*** Exercise data

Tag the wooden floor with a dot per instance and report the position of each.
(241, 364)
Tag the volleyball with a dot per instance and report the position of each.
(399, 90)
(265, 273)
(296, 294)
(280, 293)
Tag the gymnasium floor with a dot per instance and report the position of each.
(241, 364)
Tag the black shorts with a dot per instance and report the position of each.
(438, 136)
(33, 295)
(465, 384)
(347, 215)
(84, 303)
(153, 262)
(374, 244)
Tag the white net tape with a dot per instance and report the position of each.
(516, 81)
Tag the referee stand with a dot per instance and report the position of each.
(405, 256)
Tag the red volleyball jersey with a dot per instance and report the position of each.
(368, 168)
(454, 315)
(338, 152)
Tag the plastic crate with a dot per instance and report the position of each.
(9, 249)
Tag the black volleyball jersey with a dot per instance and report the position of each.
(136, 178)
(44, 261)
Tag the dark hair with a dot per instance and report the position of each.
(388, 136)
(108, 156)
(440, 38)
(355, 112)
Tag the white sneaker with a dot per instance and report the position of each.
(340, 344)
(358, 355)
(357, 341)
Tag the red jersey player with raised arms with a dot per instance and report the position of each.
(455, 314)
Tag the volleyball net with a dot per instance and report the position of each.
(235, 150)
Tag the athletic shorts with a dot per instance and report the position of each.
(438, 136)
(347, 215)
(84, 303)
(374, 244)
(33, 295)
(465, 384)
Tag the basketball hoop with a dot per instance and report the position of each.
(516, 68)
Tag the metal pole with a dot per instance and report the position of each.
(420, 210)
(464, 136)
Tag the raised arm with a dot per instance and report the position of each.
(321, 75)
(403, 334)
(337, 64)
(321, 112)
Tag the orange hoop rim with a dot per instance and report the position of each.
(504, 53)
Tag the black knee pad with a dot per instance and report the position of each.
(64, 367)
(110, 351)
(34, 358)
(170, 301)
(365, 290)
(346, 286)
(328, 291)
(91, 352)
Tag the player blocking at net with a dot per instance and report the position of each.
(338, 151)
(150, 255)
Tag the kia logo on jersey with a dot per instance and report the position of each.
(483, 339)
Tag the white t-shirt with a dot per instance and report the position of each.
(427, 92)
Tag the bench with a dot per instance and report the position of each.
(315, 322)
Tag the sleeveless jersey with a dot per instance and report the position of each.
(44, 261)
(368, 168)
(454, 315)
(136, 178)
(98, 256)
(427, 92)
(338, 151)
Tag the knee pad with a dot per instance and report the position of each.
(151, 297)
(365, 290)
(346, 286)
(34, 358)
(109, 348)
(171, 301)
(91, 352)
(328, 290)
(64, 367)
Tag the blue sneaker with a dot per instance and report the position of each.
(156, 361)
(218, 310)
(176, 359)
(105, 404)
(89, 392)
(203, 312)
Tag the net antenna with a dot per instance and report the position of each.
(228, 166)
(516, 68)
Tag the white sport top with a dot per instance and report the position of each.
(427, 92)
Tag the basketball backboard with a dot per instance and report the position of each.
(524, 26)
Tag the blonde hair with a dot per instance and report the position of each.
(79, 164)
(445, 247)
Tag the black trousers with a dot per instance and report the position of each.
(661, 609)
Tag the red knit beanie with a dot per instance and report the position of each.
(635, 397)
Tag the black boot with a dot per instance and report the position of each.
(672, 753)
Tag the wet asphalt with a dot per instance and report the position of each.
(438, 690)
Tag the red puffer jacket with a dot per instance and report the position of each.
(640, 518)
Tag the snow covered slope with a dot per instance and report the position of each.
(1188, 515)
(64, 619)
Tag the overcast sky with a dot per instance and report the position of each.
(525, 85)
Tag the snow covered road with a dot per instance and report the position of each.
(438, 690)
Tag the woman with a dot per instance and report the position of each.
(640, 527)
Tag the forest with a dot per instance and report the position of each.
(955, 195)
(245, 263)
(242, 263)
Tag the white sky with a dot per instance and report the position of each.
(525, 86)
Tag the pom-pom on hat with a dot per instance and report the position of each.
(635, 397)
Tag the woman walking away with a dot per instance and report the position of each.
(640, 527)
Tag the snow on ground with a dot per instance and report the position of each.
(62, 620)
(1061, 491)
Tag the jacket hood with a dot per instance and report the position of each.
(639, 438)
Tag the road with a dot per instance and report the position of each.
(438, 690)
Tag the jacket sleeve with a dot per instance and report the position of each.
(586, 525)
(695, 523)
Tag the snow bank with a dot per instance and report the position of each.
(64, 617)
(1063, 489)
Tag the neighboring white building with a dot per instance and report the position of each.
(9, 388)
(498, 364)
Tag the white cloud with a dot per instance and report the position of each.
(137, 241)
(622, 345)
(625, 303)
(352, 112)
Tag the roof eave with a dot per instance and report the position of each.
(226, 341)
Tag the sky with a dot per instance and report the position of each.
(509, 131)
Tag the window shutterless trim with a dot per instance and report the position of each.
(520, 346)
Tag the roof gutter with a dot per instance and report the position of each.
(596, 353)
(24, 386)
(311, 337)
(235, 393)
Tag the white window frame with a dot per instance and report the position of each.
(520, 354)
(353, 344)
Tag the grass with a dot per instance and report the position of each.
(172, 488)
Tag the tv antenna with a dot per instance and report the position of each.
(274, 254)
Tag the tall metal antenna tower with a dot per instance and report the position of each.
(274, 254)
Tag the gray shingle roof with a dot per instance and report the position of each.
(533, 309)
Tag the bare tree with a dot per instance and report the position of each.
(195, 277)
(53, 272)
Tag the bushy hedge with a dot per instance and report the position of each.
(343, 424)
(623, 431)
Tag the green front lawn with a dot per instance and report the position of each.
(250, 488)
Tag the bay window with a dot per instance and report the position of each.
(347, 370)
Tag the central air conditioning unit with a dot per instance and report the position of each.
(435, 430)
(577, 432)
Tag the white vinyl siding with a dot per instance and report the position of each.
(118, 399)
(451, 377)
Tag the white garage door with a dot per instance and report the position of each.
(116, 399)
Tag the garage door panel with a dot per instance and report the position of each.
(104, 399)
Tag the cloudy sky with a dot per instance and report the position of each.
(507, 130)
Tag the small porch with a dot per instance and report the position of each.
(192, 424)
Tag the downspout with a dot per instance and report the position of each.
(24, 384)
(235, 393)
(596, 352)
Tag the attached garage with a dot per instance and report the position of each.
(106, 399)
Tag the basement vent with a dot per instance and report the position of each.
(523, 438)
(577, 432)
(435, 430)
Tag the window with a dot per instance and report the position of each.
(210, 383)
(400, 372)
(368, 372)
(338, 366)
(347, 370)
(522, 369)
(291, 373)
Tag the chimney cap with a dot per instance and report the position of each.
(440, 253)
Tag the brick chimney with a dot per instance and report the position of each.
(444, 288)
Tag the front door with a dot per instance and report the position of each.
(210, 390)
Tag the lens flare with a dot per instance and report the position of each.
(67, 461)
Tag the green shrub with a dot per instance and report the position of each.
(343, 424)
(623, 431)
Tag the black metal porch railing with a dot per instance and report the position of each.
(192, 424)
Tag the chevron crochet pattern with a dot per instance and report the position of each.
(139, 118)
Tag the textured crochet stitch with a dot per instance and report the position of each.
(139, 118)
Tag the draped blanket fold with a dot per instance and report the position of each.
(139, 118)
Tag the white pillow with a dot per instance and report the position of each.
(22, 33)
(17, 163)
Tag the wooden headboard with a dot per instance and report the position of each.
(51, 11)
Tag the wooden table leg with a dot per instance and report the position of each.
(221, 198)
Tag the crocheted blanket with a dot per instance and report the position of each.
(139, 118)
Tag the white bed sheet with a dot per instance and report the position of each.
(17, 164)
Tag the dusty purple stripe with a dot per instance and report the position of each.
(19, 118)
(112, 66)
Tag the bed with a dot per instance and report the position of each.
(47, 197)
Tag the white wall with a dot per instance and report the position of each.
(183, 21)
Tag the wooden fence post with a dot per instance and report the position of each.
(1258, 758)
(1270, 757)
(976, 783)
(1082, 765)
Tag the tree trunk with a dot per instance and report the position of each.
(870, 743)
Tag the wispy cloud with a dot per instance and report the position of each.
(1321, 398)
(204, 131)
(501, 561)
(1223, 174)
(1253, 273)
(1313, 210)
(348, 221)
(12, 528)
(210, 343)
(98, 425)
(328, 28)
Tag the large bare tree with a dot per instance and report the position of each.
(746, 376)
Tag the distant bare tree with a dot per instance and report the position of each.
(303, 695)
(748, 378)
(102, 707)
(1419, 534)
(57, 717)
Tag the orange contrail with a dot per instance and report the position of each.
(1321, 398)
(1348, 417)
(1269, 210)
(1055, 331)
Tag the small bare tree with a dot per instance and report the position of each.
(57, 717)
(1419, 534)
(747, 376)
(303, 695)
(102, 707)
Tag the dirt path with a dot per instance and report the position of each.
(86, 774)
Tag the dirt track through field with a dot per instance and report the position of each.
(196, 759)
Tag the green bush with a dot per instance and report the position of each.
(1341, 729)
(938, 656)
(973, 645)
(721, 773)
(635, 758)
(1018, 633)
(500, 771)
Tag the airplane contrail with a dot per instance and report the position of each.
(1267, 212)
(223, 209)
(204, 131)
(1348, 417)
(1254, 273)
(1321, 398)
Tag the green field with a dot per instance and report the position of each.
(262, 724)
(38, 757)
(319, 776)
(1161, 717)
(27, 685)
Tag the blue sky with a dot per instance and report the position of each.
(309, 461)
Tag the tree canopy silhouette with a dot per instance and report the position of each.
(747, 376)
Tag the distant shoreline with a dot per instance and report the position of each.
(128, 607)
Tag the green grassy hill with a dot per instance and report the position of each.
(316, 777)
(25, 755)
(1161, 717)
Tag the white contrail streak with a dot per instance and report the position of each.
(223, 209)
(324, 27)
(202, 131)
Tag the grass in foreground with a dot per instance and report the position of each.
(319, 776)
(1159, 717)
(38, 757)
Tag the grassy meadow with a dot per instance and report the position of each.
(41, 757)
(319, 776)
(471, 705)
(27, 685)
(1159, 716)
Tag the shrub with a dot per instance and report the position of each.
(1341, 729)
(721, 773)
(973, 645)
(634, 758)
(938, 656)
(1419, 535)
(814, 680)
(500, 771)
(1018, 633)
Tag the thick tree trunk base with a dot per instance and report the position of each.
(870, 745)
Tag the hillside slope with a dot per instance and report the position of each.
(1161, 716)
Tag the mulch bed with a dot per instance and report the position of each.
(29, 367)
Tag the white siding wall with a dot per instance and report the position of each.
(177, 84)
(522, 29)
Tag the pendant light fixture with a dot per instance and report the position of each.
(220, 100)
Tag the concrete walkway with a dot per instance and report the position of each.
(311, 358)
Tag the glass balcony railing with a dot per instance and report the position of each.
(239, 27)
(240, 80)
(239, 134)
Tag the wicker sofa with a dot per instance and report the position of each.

******

_Set problem_: Output the material from the line that contains "Tag the white wall" through the line that contains "(1082, 765)" as a Markdown table with columns "No." and "Line", where each row holds a running row number and one line, and blank lines are left out.

_Response for this exercise_:
| No. | Line |
|---|---|
| 1 | Tag the white wall with a dot per instance and report the position of each. |
| 2 | (183, 21) |
| 3 | Tag the wooden fence post with a dot per instance and report the position of each. |
| 4 | (1258, 758) |
| 5 | (1270, 757) |
| 6 | (976, 783) |
| 7 | (1082, 765) |